▸ **What the exercise asks**:
Reproduce every line of the material below word for word, leaving nothing out and changing nothing.

▸ **Data records**:
>>>

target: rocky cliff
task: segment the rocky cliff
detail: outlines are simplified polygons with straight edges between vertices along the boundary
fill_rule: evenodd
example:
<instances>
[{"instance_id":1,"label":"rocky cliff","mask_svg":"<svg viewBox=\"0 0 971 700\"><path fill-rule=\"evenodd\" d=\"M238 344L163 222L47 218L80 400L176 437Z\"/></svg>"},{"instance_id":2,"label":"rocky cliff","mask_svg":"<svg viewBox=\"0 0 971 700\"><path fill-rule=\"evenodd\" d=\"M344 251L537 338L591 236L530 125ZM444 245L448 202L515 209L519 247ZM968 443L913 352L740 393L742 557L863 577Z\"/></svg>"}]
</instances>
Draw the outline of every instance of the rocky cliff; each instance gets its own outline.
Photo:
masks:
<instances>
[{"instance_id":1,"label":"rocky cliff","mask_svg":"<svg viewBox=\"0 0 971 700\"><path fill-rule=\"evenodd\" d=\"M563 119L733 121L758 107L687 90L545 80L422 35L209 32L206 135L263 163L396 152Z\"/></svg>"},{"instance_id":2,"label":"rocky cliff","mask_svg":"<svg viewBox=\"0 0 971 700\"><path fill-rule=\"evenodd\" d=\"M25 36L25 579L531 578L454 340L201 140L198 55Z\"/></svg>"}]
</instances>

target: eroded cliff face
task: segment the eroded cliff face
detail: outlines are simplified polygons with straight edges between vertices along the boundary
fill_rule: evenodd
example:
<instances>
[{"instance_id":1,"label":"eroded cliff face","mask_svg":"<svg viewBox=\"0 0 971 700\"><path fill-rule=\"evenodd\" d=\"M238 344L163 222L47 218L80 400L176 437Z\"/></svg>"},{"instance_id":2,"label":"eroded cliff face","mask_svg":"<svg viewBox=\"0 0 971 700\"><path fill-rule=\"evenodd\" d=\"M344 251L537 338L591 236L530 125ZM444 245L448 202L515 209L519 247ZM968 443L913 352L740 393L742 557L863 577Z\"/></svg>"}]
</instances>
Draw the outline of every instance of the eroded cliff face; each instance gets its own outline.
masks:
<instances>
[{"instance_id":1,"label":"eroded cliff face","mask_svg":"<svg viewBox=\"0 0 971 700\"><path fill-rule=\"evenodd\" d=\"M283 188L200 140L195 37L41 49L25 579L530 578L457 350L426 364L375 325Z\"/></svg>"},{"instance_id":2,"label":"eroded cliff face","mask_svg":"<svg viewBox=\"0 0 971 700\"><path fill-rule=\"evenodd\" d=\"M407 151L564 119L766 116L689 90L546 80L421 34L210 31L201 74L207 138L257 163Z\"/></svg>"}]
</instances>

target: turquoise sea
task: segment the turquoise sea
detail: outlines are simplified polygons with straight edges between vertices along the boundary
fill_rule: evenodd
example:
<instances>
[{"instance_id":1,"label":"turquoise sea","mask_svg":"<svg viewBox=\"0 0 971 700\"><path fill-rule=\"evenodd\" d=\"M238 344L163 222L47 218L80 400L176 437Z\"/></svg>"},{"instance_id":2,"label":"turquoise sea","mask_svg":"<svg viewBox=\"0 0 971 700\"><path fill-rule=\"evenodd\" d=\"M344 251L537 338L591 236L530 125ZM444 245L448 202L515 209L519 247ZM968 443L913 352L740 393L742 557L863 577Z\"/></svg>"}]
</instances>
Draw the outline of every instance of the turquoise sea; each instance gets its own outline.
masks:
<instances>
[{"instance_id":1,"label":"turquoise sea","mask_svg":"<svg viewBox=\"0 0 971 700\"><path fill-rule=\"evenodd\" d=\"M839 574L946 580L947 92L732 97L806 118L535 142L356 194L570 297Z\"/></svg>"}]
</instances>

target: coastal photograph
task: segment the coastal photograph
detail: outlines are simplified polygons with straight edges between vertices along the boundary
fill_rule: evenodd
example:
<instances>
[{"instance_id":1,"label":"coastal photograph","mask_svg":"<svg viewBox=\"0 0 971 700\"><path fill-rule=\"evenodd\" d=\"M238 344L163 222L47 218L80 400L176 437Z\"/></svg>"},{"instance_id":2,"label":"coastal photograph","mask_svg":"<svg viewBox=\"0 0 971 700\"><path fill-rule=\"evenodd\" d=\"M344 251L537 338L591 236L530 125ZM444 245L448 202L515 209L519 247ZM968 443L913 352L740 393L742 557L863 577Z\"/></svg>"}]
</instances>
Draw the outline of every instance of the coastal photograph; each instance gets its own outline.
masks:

<<<

▸ **Expected answer**:
target: rocky cliff
task: segment the rocky cliff
detail: outlines are simplified polygons with straight edges between vertices along the boundary
fill_rule: evenodd
example:
<instances>
[{"instance_id":1,"label":"rocky cliff","mask_svg":"<svg viewBox=\"0 0 971 700\"><path fill-rule=\"evenodd\" d=\"M238 344L163 222L47 218L80 400L176 437Z\"/></svg>"},{"instance_id":2,"label":"rocky cliff","mask_svg":"<svg viewBox=\"0 0 971 700\"><path fill-rule=\"evenodd\" d=\"M344 251L537 338L591 236L530 125ZM444 245L448 202L515 209L519 247ZM968 443L913 352L740 393L742 557L863 577Z\"/></svg>"}]
</instances>
Draw the outline of every instance of the rocky cliff; each instance gets its own outline.
Photo:
masks:
<instances>
[{"instance_id":1,"label":"rocky cliff","mask_svg":"<svg viewBox=\"0 0 971 700\"><path fill-rule=\"evenodd\" d=\"M563 119L733 121L758 107L687 90L545 80L422 35L209 32L206 135L263 163L396 152Z\"/></svg>"},{"instance_id":2,"label":"rocky cliff","mask_svg":"<svg viewBox=\"0 0 971 700\"><path fill-rule=\"evenodd\" d=\"M25 36L25 579L531 578L454 340L201 140L198 55Z\"/></svg>"}]
</instances>

target: eroded cliff face
task: segment the eroded cliff face
detail: outlines are simplified polygons with straight edges between vertices along the boundary
fill_rule: evenodd
example:
<instances>
[{"instance_id":1,"label":"eroded cliff face","mask_svg":"<svg viewBox=\"0 0 971 700\"><path fill-rule=\"evenodd\" d=\"M238 344L163 222L47 218L80 400L176 437Z\"/></svg>"},{"instance_id":2,"label":"eroded cliff face","mask_svg":"<svg viewBox=\"0 0 971 700\"><path fill-rule=\"evenodd\" d=\"M344 251L537 338L591 236L530 125ZM444 245L448 202L515 209L519 247ZM968 443L913 352L740 393L742 557L863 577Z\"/></svg>"}]
</instances>
Draw the outline of every instance of the eroded cliff face; each instance gets its own outline.
masks:
<instances>
[{"instance_id":1,"label":"eroded cliff face","mask_svg":"<svg viewBox=\"0 0 971 700\"><path fill-rule=\"evenodd\" d=\"M283 188L200 140L195 37L41 49L25 579L530 578L457 350L426 364L375 325Z\"/></svg>"},{"instance_id":2,"label":"eroded cliff face","mask_svg":"<svg viewBox=\"0 0 971 700\"><path fill-rule=\"evenodd\" d=\"M407 151L564 119L766 116L689 90L546 80L421 34L210 31L201 74L207 138L257 163Z\"/></svg>"}]
</instances>

target: turquoise sea
task: segment the turquoise sea
detail: outlines are simplified polygons with straight edges between vertices along the boundary
fill_rule: evenodd
example:
<instances>
[{"instance_id":1,"label":"turquoise sea","mask_svg":"<svg viewBox=\"0 0 971 700\"><path fill-rule=\"evenodd\" d=\"M238 344L163 222L47 218L80 400L176 437Z\"/></svg>"},{"instance_id":2,"label":"turquoise sea","mask_svg":"<svg viewBox=\"0 0 971 700\"><path fill-rule=\"evenodd\" d=\"M344 251L537 338L591 236L530 125ZM444 245L448 202L515 209L519 247ZM968 443L913 352L740 393L742 557L863 577Z\"/></svg>"}]
</instances>
Draw the outline of every instance of the turquoise sea; each instance gets its own outline.
masks:
<instances>
[{"instance_id":1,"label":"turquoise sea","mask_svg":"<svg viewBox=\"0 0 971 700\"><path fill-rule=\"evenodd\" d=\"M839 574L946 580L947 92L732 97L806 118L535 142L356 194L570 297Z\"/></svg>"}]
</instances>

target: coastal photograph
task: segment the coastal photograph
detail: outlines are simplified polygons with straight edges between vertices along the boundary
fill_rule: evenodd
example:
<instances>
[{"instance_id":1,"label":"coastal photograph","mask_svg":"<svg viewBox=\"0 0 971 700\"><path fill-rule=\"evenodd\" d=\"M238 344L163 222L47 218L80 400L176 437Z\"/></svg>"},{"instance_id":2,"label":"coastal photograph","mask_svg":"<svg viewBox=\"0 0 971 700\"><path fill-rule=\"evenodd\" d=\"M344 251L537 338L591 236L530 125ZM444 245L448 202L515 209L519 247ZM968 443L913 352L740 393L742 557L863 577Z\"/></svg>"}]
</instances>
Draw the outline of every instance of the coastal photograph; each instance gets its own outline.
masks:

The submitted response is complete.